-- DATA follows --

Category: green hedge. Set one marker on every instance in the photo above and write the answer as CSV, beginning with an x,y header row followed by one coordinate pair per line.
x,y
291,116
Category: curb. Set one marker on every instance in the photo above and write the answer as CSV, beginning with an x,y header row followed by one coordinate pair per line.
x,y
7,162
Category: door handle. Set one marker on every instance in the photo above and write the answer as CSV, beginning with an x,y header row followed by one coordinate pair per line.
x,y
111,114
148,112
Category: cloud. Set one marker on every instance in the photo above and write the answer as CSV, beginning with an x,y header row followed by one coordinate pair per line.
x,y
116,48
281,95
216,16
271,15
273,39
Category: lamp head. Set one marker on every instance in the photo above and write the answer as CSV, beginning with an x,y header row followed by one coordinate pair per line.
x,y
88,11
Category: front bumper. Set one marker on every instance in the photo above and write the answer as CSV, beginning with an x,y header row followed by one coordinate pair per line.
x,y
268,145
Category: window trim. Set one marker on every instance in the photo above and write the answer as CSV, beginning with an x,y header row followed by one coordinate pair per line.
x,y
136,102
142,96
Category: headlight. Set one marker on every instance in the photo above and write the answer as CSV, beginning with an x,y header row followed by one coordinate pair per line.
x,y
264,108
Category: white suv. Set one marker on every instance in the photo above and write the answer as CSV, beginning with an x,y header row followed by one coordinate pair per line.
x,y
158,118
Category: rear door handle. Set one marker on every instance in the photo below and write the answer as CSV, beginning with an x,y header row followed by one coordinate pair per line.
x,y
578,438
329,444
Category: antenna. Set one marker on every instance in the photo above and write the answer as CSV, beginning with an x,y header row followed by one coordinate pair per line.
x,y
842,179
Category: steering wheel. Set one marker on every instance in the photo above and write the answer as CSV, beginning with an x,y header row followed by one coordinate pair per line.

-- DATA concluded --

The span to print begins at the line containing "Category: antenna. Set" and ends at the final line of the entries; print it exactly and print nothing else.

Category: antenna. Set one marker on every instance in the photo above and write the answer as CSV, beginning with an x,y header row followed by one coordinate pair per line.
x,y
842,179
Category: steering wheel. Set one marker on every instance in the photo above and write the answer as CSV, beginning with an x,y header row followed by one coordinate pair per line.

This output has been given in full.